◆ **CHALLENGE**: Reproduce every one of the records below, substituting "Expected behavior" for each occurrence of "Expected behaviour" and leaving all other text unchanged.

(Extracted data entries)

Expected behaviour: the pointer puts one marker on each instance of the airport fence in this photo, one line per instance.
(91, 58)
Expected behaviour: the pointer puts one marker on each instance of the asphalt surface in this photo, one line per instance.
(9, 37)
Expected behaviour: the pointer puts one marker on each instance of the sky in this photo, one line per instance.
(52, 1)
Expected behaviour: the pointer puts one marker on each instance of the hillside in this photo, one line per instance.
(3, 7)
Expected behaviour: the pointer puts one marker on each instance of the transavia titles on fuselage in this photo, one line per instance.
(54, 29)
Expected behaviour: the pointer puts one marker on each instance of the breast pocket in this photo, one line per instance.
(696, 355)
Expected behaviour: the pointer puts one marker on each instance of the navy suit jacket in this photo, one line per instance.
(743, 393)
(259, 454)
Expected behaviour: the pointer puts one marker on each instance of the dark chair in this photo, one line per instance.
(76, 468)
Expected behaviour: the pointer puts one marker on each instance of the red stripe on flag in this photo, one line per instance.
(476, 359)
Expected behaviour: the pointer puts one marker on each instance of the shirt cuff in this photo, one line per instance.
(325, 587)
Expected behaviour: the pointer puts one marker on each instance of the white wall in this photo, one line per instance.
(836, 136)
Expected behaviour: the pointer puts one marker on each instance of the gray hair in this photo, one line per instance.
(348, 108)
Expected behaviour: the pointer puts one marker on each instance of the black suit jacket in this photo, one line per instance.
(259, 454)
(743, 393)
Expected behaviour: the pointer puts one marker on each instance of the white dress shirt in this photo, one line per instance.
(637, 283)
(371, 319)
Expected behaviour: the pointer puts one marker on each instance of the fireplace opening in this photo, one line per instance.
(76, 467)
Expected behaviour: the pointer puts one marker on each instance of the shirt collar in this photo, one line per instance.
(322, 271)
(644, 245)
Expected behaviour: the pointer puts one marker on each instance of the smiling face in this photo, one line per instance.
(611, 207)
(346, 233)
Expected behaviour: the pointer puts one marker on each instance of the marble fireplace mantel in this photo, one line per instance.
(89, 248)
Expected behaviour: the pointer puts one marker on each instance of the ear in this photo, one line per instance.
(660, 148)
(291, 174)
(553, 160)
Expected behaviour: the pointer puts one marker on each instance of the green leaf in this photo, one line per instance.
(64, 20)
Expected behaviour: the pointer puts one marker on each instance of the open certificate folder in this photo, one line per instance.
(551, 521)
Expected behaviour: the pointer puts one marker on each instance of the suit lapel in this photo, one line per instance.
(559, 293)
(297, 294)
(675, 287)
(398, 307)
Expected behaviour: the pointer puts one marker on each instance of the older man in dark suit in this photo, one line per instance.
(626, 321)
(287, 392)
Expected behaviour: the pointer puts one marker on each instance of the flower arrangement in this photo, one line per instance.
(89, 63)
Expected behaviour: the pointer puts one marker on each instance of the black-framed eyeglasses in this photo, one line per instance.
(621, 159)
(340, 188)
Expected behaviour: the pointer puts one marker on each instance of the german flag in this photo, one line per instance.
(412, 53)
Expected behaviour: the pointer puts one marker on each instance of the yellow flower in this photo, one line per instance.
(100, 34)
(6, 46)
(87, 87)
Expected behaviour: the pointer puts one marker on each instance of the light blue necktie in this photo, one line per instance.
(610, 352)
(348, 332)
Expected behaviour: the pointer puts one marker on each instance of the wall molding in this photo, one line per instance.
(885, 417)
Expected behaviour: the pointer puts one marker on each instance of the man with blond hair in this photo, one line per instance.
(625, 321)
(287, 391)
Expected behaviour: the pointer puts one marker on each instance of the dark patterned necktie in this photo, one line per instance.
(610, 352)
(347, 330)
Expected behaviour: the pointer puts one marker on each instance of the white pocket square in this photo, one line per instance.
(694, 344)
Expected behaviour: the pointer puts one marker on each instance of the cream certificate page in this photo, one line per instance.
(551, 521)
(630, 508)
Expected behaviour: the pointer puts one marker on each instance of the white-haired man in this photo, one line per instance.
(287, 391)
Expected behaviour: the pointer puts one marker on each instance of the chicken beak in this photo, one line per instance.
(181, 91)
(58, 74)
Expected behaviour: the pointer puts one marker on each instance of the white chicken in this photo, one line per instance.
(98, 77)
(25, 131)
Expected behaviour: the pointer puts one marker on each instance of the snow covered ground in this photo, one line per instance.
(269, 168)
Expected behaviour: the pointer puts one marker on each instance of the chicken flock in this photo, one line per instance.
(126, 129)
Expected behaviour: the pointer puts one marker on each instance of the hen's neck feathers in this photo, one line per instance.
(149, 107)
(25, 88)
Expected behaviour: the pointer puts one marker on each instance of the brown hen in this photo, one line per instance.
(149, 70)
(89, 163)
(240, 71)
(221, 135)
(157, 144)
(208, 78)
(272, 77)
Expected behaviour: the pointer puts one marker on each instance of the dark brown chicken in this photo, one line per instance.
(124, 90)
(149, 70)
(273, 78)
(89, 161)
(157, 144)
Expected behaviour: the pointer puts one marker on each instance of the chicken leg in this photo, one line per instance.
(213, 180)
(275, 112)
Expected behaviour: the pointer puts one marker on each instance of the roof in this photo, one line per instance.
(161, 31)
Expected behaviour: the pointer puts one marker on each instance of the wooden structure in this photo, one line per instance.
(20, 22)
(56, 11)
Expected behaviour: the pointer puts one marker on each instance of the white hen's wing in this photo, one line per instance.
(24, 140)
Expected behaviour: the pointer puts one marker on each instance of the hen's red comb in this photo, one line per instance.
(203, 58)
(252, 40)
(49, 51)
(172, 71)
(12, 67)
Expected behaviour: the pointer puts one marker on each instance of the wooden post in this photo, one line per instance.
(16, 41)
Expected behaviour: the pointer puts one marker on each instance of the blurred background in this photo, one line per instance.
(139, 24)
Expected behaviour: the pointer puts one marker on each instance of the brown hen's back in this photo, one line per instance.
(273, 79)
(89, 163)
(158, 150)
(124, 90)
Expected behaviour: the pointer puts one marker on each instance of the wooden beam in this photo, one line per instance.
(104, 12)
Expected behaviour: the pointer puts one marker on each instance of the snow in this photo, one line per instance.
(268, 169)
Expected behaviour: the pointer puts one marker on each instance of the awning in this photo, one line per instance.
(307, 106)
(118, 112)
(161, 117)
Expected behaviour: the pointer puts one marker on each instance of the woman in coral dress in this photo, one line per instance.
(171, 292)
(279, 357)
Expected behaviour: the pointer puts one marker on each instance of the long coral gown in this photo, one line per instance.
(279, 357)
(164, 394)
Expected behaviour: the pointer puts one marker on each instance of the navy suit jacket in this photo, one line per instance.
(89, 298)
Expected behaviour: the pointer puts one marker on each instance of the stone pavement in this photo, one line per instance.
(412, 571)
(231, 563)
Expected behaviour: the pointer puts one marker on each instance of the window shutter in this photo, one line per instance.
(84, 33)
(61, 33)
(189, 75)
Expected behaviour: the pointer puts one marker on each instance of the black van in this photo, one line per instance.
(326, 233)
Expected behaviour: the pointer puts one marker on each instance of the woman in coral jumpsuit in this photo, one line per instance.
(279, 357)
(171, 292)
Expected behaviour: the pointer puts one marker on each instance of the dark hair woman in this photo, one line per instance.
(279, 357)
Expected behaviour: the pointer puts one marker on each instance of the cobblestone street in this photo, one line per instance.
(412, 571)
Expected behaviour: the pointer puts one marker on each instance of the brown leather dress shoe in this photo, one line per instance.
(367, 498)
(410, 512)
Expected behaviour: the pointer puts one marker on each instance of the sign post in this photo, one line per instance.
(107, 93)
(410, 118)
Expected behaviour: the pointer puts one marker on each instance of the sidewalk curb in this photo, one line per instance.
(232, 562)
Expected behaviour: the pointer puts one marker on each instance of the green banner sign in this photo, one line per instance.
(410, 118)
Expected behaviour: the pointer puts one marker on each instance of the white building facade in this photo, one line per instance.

◆ **THE ANSWER**:
Expected behavior: the pointer puts one marker on each instance of the airport fence in this photo, one line per instance.
(91, 58)
Expected behavior: the pointer puts one marker on each instance of the asphalt surface in this photo, one line per instance.
(9, 37)
Expected behavior: the pointer puts one marker on each instance of the sky in this photo, one line per instance.
(52, 1)
Expected behavior: the pointer puts one marker on each instance of the hillside in this photo, one line per instance.
(3, 7)
Expected behavior: the pointer puts one marker on each instance of the transavia titles on fuselage in this photo, one line per instance.
(54, 29)
Expected behavior: the pointer puts one marker on each instance of the breast pocket in this photo, one line per instance.
(696, 355)
Expected behavior: the pointer puts one marker on each instance of the navy suit jacket in this photo, one line per instance.
(743, 393)
(259, 454)
Expected behavior: the pointer puts one marker on each instance of the dark chair in this photo, one line per instance.
(76, 468)
Expected behavior: the pointer puts one marker on each instance of the red stripe on flag in this photo, one line per instance.
(476, 359)
Expected behavior: the pointer puts one marker on each instance of the shirt cuff in this photo, one line per instance.
(325, 587)
Expected behavior: the pointer puts one marker on each instance of the white wall in this photo, one line per instance.
(836, 136)
Expected behavior: the pointer puts one marker on each instance of the gray hair in this photo, one line per instance.
(348, 108)
Expected behavior: the pointer puts one marker on each instance of the black suit jacket in this photo, one line per instance.
(259, 454)
(743, 393)
Expected behavior: the pointer puts one marker on each instance of the white dress shirt in this photo, one line per instance.
(637, 283)
(371, 319)
Expected behavior: the pointer puts one marker on each instance of the fireplace opening in this photo, one line per instance.
(76, 467)
Expected behavior: the pointer puts one marker on each instance of the shirt collar in this photo, one line per instance.
(322, 271)
(644, 245)
Expected behavior: the pointer puts one marker on each instance of the smiling face in this photo, one line per instance.
(611, 207)
(346, 233)
Expected behavior: the pointer puts one marker on each instance of the marble fireplace mantel in this photo, one line per instance.
(89, 248)
Expected behavior: the pointer puts one marker on each instance of the ear in this photo, one line per instance.
(660, 148)
(291, 174)
(553, 160)
Expected behavior: the pointer puts one marker on each instance of the green leaf in this photo, one line per instance.
(64, 20)
Expected behavior: the pointer puts one marker on each instance of the open certificate folder in this photo, one line per instance.
(551, 521)
Expected behavior: the pointer puts one marker on each instance of the suit lapel in this photo, one line per instance.
(559, 293)
(297, 294)
(675, 287)
(398, 307)
Expected behavior: the pointer puts one marker on each instance of the older man in dark suit in this photo, one line per instance.
(626, 321)
(287, 392)
Expected behavior: the pointer puts one marker on each instance of the flower arrangement in this photo, one line per instance.
(89, 63)
Expected behavior: the pointer puts one marker on each instance of the black-framed eyeglasses in this photo, one line per instance.
(621, 159)
(340, 188)
Expected behavior: the pointer puts one marker on each instance of the german flag in this photo, one line per instance.
(412, 53)
Expected behavior: the pointer puts one marker on each instance of the yellow flower in this photo, one line per instance.
(100, 34)
(6, 46)
(87, 87)
Expected behavior: the pointer puts one marker on each instance of the light blue necktie in this photo, one line per instance.
(610, 352)
(348, 332)
Expected behavior: the pointer puts one marker on each instance of the wall molding in this photo, one line per instance.
(885, 417)
Expected behavior: the pointer puts one marker on each instance of the man with blond hair in this photo, one line per instance.
(625, 321)
(287, 391)
Expected behavior: the pointer puts one marker on each instance of the dark patterned necktie in this photo, one line per instance.
(610, 352)
(347, 330)
Expected behavior: the pointer puts one marker on each instance of the white pocket square in this photo, one line per instance.
(694, 344)
Expected behavior: the pointer puts one marker on each instance of the cream certificate page in this photo, one line per instance.
(551, 521)
(630, 508)
Expected behavior: the pointer puts one marker on each instance of the white-haired man in this photo, one line per instance.
(287, 391)
Expected behavior: the pointer puts one marker on each instance of the chicken beak in this photo, one line per instance.
(181, 91)
(58, 74)
Expected behavior: the pointer puts one marker on each instance of the white chicken in this photo, one line per instance.
(98, 77)
(25, 131)
Expected behavior: the pointer puts one marker on each instance of the snow covered ground in this photo, one line per instance.
(269, 168)
Expected behavior: the pointer puts one marker on each instance of the chicken flock in this photo, one line per instance.
(126, 129)
Expected behavior: the pointer puts one marker on each instance of the hen's neck feathers in this photo, one line per instance.
(149, 107)
(25, 88)
Expected behavior: the pointer puts one marker on each instance of the brown hen in this photo, one line per instance.
(149, 70)
(89, 163)
(240, 71)
(221, 135)
(157, 144)
(208, 78)
(272, 77)
Expected behavior: the pointer puts one marker on each instance of the dark brown chicken in this photo, one line per instance.
(124, 90)
(149, 70)
(273, 78)
(89, 161)
(157, 144)
Expected behavior: the pointer puts one marker on each instance of the chicken leg in this photo, one line per instance.
(213, 180)
(275, 112)
Expected behavior: the pointer puts one marker on each instance of the roof in this photo, one line per instance.
(161, 31)
Expected behavior: the pointer puts one marker on each instance of the wooden structure in this photo, one line per instance.
(20, 22)
(56, 11)
Expected behavior: the pointer puts one marker on each instance of the white hen's wing in this photo, one line per instance.
(24, 140)
Expected behavior: the pointer puts one marker on each instance of the hen's red comb in this photo, one line per instance.
(203, 58)
(252, 40)
(49, 51)
(172, 71)
(12, 67)
Expected behavior: the pointer puts one marker on each instance of the wooden post in this photo, one line per instance.
(16, 41)
Expected behavior: the pointer puts one marker on each instance of the blurred background in this photo, one line per instance.
(139, 24)
Expected behavior: the pointer puts one marker on each instance of the brown hen's back in this photo, one line per instance.
(273, 79)
(89, 163)
(158, 150)
(124, 90)
Expected behavior: the pointer puts one marker on each instance of the wooden beam in this photo, one line per instance.
(104, 12)
Expected behavior: the pointer puts one marker on each instance of the snow in this photo, one line per instance.
(268, 169)
Expected behavior: the pointer puts one marker on each instance of the awning in this photo, one line per instance.
(307, 106)
(118, 112)
(161, 117)
Expected behavior: the pointer puts one marker on each instance of the woman in coral dress in this photo, one line per instance.
(171, 292)
(279, 357)
Expected behavior: the pointer puts one marker on each instance of the long coral gown in this photo, one line per instance.
(279, 357)
(164, 394)
Expected behavior: the pointer puts one marker on each instance of the navy suit jacket in this photo, one line per instance.
(89, 298)
Expected behavior: the pointer puts one marker on each instance of the stone pavement in this photo, one line per instance.
(412, 571)
(231, 563)
Expected behavior: the pointer puts one marker on each instance of the window shutter in this photo, one line per instance.
(84, 33)
(61, 33)
(189, 75)
Expected behavior: the pointer puts one marker on each instance of the black van in this photo, one line per instance.
(326, 233)
Expected behavior: the pointer puts one marker on each instance of the woman in coral jumpsuit in this photo, one line per instance.
(279, 357)
(171, 292)
Expected behavior: the pointer puts one marker on each instance of the dark hair woman in this photo, one line per instance.
(279, 357)
Expected behavior: the pointer puts one marker on each instance of the cobblestone street in this photo, one line per instance.
(412, 571)
Expected behavior: the pointer puts one marker on each instance of the brown leather dress shoe in this photo, one line per instance.
(367, 498)
(410, 512)
Expected behavior: the pointer puts one marker on each instance of the sign post in this photo, one line per instance.
(107, 93)
(410, 118)
Expected behavior: the pointer puts one marker on each instance of the sidewalk curb in this photo, one line per instance.
(232, 562)
Expected behavior: the pointer puts one marker on each instance of the green banner sign in this photo, one line per instance.
(410, 118)
Expected behavior: the pointer puts one marker on each instance of the white building facade in this photo, one line per instance.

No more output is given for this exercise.